Thursday, October 6, 2022

The 2021 Texas Cold Wave Catastrophe Still Being Debated

Believe it or not, the causes of the catastrophic cold wave (more than 200 died) that began Valentine's Day 2021 in Texas are still being debated. 

The causes are actually known pretty well but political correctness prevents them from being clearly stated. The newest report is better than the previous versions but still suffers from not stating the following clearly:
  • Wind energy didn't "fail," per se. The human operators stupidly turned off the power to the gas wells to "conserve" electricity. 
  • Wind energy is often called "nondispatchable." That is electric utility-speak for "unreliable." 
  • There is a lot of talk about "winterization" of wind turbines as is done in the northern United States. But, the problem the night of the 15th -- when things when from bad to tragic very quickly -- the winds were calm. Wind power dropped to 1% of "name plate" output (name plate is every turbine working perfectly). No amount of winterization can fix calm winds. It is an absolute meteorological fact that winds tend to be calm or nearly calm when it is extremely hot and extremely cold -- in other words, when electricity is needed the most.
With all of that, you can find the important parts of the report, with expert commentary, here

Addition: Some simplified information on the disaster that are wind and solar. 

Would anyone sane buy a car costing 5 – 10 times the normal price that only works one day in five, when you never know which day that might be ?  And then insist that its technology is used to power the whole economy.

Wednesday, October 5, 2022

How the Hurricane Warning System Works

With all of the controversy surrounding Hurricane Ian, you might wish to learn how the hurricane warning system works. You find that and much more -- in a non-technical manner -- in my book Warnings

Tuesday, October 4, 2022

Drought Update, October 4

Here is the Palmer Drought Index with data as of September 27 (the rains from Hurricane Ian had not fallen yet).  
Reds are dry, blues are wet.

WORK TO COMPLETE:
a) Write out the passage of the weather blog from "The 2021 Texas" to "still being debated.".
b) Summarize the weather blog in two sentences.
c) Continue the weather blog from its last sentence.
The data that comes next has nothing to do with the weather blog.

PROVIDED DATA:
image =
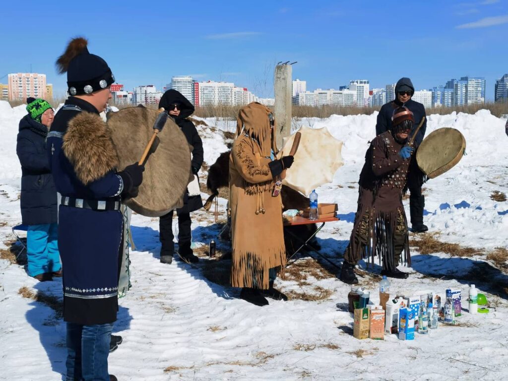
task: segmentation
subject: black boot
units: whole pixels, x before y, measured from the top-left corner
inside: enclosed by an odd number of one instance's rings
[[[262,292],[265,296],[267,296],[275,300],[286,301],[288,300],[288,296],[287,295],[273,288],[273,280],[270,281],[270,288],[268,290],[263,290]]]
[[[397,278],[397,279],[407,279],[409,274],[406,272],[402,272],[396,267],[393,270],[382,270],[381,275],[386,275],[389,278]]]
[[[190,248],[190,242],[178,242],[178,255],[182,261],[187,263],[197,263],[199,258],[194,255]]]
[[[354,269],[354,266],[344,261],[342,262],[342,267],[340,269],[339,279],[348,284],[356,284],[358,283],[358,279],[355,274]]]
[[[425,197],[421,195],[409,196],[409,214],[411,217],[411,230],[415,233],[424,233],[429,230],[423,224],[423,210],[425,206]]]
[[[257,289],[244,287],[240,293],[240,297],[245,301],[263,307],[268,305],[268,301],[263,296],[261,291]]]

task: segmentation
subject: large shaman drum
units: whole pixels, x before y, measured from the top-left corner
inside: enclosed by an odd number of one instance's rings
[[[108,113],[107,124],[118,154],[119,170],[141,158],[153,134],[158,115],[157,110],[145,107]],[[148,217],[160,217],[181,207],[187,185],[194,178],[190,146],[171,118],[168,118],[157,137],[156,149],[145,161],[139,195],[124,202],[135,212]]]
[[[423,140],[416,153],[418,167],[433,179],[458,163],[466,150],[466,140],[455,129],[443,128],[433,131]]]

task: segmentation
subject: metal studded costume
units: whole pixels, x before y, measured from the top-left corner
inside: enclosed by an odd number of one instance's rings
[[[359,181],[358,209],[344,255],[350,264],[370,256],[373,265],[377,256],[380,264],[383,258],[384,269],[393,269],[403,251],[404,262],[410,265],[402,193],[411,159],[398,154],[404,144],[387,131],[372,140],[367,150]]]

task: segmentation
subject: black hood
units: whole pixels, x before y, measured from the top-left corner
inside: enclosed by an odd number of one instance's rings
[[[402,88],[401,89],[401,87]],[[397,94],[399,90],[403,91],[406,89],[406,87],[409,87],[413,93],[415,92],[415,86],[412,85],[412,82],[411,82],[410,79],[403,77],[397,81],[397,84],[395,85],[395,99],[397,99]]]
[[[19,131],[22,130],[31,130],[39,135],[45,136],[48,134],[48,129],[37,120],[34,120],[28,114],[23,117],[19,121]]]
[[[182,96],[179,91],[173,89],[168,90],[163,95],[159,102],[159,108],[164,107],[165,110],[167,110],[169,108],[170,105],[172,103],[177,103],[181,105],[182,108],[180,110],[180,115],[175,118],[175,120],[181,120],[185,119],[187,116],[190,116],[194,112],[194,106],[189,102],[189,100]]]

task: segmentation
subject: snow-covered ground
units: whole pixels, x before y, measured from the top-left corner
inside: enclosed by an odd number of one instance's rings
---
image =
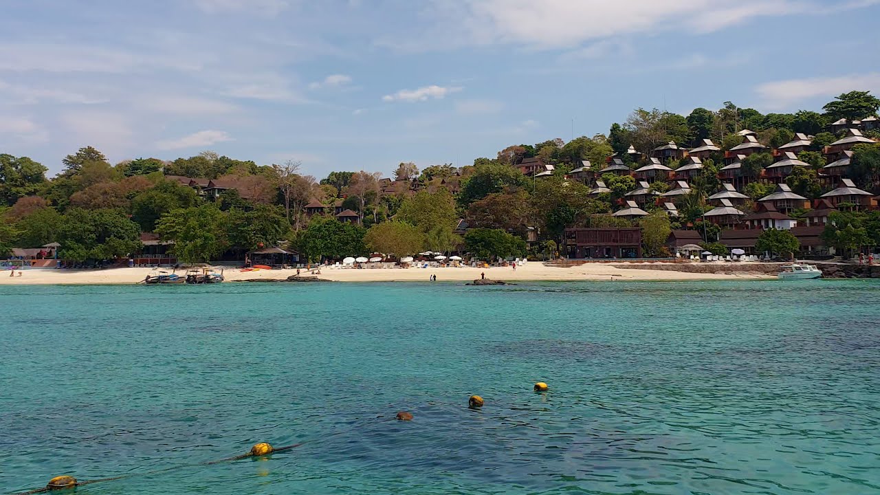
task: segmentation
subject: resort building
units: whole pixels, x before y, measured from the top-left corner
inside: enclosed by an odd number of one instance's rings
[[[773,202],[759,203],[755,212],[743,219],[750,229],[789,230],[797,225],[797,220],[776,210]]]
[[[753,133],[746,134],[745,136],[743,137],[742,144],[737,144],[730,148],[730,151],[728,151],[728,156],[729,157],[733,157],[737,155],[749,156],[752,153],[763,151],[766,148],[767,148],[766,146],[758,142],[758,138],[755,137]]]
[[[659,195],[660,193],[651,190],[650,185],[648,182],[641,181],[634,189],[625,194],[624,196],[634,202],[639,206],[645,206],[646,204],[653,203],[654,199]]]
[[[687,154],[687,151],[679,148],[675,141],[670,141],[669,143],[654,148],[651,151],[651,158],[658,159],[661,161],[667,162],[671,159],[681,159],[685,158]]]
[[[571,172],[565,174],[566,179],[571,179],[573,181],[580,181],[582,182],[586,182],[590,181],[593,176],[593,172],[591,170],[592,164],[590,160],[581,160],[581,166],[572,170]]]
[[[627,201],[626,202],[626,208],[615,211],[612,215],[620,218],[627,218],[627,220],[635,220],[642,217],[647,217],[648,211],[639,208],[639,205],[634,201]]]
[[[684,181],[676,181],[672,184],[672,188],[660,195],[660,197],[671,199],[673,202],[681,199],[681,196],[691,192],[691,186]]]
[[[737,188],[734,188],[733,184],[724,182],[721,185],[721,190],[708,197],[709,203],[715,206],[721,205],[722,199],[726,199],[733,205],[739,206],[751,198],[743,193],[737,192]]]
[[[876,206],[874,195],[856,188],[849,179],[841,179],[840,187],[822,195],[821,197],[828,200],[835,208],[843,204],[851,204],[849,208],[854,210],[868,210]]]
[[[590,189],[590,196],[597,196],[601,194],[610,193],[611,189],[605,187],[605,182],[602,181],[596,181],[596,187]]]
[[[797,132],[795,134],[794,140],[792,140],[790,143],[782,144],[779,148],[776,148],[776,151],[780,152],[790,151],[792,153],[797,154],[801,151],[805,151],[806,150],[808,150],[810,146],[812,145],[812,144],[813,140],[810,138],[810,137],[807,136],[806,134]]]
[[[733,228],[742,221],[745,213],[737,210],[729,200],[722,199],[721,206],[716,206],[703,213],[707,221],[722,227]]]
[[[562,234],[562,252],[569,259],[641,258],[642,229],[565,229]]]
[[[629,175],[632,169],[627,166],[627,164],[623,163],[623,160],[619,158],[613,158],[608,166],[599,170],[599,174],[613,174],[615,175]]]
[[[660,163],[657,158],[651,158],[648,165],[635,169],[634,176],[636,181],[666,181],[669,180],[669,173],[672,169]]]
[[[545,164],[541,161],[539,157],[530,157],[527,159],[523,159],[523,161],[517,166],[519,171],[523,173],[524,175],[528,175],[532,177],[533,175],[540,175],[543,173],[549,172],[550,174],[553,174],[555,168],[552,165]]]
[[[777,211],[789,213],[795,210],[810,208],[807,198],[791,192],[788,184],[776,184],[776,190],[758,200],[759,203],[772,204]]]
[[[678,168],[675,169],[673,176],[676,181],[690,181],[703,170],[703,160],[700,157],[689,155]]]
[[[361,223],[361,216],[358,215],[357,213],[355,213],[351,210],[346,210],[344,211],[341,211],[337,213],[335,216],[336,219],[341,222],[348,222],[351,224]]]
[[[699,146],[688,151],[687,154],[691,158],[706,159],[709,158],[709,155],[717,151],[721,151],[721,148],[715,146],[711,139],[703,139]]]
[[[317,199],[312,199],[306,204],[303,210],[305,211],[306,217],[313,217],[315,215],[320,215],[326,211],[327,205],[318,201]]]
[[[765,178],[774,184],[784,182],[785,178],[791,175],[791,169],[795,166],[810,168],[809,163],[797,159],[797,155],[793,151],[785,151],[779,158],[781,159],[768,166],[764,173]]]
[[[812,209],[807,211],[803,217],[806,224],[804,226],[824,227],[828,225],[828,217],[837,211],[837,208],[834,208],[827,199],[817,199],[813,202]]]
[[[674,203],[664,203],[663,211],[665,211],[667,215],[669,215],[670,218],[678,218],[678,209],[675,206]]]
--
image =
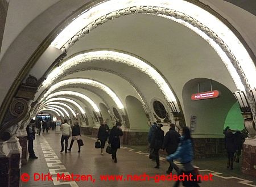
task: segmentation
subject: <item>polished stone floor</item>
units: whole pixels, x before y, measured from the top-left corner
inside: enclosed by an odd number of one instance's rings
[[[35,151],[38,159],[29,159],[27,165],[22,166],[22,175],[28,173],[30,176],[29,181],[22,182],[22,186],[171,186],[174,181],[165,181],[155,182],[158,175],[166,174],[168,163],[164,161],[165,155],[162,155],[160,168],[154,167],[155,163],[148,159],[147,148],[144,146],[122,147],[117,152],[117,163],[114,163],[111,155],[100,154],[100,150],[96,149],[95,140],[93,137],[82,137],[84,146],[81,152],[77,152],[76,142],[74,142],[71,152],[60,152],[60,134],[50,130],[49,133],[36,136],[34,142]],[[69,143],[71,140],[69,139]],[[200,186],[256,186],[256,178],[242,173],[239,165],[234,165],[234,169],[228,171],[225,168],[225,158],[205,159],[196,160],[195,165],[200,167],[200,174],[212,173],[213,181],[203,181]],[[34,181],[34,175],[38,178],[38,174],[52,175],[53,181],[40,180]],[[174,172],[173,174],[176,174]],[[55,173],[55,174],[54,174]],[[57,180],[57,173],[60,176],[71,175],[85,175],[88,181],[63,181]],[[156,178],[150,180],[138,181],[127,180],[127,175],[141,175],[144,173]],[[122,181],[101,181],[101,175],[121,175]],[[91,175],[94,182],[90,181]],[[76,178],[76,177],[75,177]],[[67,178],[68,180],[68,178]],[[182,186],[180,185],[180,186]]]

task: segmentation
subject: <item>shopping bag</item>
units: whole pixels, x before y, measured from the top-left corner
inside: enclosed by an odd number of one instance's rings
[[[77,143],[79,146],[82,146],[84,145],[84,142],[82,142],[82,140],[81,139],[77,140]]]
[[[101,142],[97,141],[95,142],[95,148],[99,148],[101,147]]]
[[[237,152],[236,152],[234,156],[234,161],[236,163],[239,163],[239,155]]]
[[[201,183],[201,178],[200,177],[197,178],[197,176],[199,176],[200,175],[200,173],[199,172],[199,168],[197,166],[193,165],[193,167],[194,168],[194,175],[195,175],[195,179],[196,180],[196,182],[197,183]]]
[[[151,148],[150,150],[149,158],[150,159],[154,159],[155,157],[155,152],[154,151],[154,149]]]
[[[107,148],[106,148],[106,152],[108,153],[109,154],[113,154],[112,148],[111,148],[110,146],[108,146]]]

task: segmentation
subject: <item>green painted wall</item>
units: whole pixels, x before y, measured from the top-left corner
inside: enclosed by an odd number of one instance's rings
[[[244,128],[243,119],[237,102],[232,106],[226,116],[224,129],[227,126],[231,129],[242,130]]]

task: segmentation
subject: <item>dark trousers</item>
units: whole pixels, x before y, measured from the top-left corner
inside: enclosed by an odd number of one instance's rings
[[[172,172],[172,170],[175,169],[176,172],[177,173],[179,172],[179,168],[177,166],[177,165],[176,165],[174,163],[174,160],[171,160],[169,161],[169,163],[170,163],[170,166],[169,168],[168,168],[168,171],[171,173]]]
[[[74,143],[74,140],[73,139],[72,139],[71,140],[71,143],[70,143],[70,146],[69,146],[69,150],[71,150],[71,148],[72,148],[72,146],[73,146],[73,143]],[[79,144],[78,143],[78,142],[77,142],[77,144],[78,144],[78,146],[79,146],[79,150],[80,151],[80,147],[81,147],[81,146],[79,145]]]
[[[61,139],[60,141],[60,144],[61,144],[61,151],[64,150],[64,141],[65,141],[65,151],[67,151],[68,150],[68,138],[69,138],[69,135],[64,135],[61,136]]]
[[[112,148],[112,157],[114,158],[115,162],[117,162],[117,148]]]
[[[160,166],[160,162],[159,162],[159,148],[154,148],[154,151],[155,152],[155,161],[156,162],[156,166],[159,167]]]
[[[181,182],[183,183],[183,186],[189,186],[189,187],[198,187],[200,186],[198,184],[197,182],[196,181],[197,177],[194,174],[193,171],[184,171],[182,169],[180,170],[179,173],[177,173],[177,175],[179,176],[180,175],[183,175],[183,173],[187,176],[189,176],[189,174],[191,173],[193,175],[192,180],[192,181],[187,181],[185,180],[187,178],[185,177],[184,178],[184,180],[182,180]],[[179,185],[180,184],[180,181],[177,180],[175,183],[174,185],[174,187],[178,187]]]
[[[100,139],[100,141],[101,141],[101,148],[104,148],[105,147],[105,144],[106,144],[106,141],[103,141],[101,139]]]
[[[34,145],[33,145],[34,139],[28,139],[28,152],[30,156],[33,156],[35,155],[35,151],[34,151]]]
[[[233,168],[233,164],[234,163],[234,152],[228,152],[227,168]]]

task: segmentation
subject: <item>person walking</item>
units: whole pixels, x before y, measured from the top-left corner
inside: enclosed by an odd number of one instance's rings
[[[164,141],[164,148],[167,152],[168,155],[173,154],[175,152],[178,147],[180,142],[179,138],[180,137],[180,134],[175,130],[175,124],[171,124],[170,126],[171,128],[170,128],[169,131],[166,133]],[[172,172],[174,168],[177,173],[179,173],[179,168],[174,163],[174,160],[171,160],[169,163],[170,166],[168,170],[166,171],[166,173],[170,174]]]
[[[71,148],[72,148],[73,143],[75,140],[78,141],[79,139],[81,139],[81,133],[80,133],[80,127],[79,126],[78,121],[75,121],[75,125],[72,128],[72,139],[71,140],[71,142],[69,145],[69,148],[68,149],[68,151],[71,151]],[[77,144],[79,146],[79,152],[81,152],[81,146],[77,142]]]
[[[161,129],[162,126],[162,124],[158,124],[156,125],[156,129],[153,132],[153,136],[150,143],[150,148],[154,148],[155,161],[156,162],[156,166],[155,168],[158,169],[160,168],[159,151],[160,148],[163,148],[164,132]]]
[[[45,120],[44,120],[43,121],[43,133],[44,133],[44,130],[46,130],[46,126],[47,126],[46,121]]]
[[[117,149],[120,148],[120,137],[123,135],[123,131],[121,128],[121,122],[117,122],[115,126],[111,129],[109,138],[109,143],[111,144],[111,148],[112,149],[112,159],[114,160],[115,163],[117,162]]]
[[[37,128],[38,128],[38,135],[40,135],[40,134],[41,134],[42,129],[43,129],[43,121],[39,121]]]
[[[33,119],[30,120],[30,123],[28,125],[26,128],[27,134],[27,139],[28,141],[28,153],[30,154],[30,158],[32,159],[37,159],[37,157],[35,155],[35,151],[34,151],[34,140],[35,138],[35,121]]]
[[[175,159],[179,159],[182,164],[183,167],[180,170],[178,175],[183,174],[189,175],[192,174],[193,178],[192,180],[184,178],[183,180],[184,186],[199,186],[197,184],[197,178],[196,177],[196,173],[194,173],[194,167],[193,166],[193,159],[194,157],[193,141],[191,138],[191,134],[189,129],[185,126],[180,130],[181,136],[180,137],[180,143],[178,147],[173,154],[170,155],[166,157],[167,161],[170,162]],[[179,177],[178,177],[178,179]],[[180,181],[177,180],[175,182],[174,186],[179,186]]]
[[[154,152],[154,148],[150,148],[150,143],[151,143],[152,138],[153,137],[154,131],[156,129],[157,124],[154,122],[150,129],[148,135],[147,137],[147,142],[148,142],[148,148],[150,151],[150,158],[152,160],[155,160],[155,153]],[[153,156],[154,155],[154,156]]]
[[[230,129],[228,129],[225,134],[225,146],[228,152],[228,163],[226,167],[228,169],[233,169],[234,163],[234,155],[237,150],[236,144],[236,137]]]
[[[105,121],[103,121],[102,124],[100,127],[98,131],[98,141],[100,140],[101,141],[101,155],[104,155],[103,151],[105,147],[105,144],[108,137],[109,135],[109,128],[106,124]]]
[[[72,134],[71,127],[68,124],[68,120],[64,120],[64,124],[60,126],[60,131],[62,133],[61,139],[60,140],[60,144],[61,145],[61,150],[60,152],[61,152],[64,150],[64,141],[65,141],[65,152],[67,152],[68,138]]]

RESULTS IN ORDER:
a)
The 2021 Texas Cold Wave Catastrophe Still Being Debated

Believe it or not, the causes of the catastrophic cold wave (more than 200 died) that began Valentine's Day 2021 in Texas are still being debated.

b) The October 6, 2022 entry argues that the causes of the Texas cold wave that began on Valentine's Day 2021 and killed more than 200 people are known but not clearly stated, blaming operators who cut power to gas wells and calm winds that dropped wind output to 1% of name plate. Other entries recommend a book on how the hurricane warning system works amid the Hurricane Ian controversy and give a drought update using the Palmer Drought Index as of September 27.

c)
The drought in the winter wheat belt (southern Nebraska to Texas is becoming severe to extreme. Here is information from the Oklahoma Climatological Survey.
Planting for the 2023 winter wheat crop should be in progress but conditions are too dry in most of the area. 

Some rain will move into the area but it will be light unless the remains of a Mexican hurricane hold together better than expected. Below is the forecast seven day rainfall.
I'll keep you informed over the next few days. 

Monday, October 3, 2022

Does Any of This Look Familiar?

In the wake of 2012's Hurricane Sandy:




And, ten years later in the wake of 2022's Hurricane Ian. Any of this look familiar?


In the ten years since Hurricane Sandy, the United States' National Weather Service has seriously regressed (see: here, here, here, here, here, and those are just a small number of the too numerous examples). Yet, the usual suspects rushed to defend these increasingly unacceptable performances by the National Weather Service. Science is not supposed to go backward!

For reasons only political insiders can explain, NOAA has not had a weather-oriented leader in 50 years. FEMA often seems more interested in public relations than its mission of providing critical assistance in catastrophic disasters. 

Since December, 2012, about six weeks after Hurricane Sandy, I have been proposing a National Disaster Review Board. Expert, independent oversight of NOAA/NWS, FEMA, Red Cross, local and state emergency management is the only way that we will see these problems repaired.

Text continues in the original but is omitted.